DATA FOR THIS EXERCISE section start
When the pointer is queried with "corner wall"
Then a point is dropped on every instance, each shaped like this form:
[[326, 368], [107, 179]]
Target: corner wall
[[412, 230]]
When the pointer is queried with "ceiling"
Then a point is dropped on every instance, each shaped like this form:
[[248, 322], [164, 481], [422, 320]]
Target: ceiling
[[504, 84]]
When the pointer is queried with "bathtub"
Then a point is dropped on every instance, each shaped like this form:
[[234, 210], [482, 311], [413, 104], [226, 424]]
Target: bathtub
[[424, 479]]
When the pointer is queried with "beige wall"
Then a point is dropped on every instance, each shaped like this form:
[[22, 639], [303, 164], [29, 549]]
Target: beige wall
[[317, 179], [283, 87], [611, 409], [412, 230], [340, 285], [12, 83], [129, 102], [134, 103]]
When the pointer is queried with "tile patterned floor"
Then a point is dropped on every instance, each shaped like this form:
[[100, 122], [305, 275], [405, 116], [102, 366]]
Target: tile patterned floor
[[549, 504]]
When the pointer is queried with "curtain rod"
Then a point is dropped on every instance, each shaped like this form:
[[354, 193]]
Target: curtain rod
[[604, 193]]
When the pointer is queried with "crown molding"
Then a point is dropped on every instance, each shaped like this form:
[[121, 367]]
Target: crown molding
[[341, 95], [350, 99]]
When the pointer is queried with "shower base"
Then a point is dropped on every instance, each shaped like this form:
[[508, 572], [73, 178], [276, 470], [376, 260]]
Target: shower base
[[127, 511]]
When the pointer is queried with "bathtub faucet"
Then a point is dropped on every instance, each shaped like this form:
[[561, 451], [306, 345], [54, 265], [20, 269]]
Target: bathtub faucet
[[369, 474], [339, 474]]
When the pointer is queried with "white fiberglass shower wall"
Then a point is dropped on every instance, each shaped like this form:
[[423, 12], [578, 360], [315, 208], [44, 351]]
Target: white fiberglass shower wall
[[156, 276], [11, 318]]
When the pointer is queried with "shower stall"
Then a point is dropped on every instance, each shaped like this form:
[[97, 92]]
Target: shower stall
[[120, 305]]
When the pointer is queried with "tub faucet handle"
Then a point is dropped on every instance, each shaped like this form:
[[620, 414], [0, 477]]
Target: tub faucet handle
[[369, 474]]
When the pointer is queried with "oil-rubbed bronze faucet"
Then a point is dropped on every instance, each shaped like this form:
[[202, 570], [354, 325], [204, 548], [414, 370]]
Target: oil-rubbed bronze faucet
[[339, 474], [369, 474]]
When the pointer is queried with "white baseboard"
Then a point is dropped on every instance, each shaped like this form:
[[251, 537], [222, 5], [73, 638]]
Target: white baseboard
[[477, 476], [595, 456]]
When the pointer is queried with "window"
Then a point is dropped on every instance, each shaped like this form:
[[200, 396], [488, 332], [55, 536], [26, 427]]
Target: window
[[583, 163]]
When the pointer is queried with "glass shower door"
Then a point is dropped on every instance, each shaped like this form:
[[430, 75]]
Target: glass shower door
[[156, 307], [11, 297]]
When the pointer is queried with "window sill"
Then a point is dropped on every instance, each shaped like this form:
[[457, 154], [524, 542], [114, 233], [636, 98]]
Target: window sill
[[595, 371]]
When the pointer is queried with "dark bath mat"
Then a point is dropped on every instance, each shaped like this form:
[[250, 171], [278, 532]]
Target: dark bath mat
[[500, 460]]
DATA FOR THIS EXERCISE section end
DATA FOR THIS EXERCISE section start
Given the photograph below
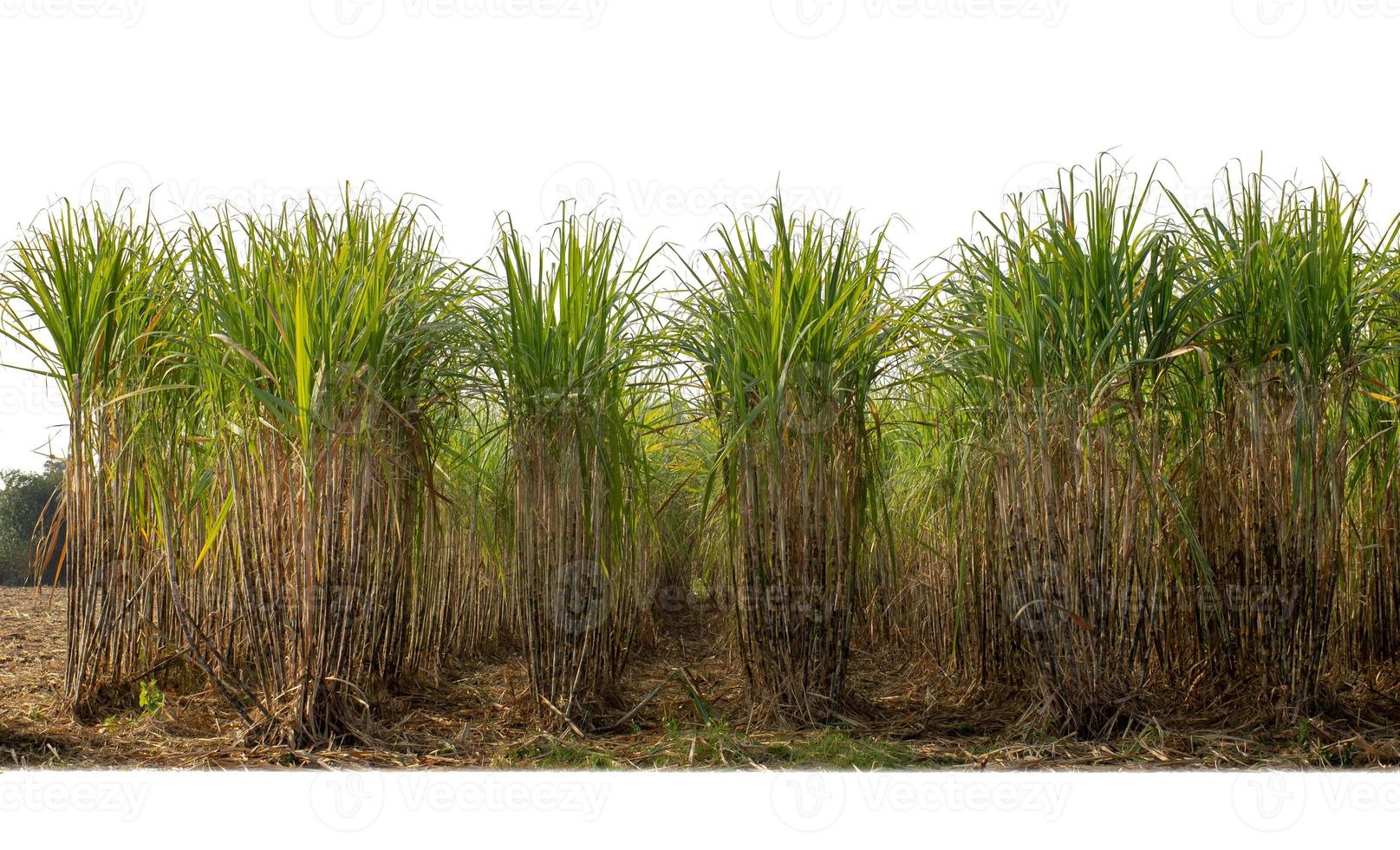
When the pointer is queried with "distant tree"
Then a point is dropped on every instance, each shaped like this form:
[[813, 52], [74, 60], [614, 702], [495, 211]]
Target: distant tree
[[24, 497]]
DATA FOR THIS EXERCISE section end
YOUR ASSIGNMENT: With the line holding "Target: beige wall" as the first and the line holding "[[423, 12], [578, 360], [315, 208], [44, 351]]" as the last, please transcribe exactly the lines of the material above in that range and nothing else.

EXERCISE OUTPUT:
Target: beige wall
[[317, 179], [283, 87], [611, 409], [412, 230], [340, 285], [12, 83], [129, 102], [134, 103]]
When the pointer is queried with "tile patterned floor"
Then a point is dropped on every instance, each shaped like this form:
[[100, 122], [305, 275], [405, 116], [102, 366]]
Target: tile patterned floor
[[549, 504]]
When the pointer is queried with "curtain rod"
Then a point is dropped on every instance, each shaped like this form:
[[354, 193]]
Target: curtain rod
[[604, 193]]
When the pointer is queried with "crown molding"
Then a point is dropped on every instance, each shaped like this form:
[[121, 367]]
Target: crown molding
[[341, 95], [350, 99]]
When the pointer is queried with "shower base"
Then a point is dropped on every instance, each shaped like this form:
[[508, 572], [73, 178], [276, 470], [376, 260]]
Target: shower base
[[127, 511]]
When the pointer is queried with "bathtub faucet"
Then a point is dropped on every instance, each shaped like this form:
[[561, 451], [306, 345], [54, 265], [20, 269]]
Target: bathtub faucet
[[369, 474], [339, 474]]
When the pointer is queried with "white fiberglass shower wall"
Then a point is dropped on every instance, each shaped like this form:
[[423, 12], [578, 360], [315, 208], [44, 351]]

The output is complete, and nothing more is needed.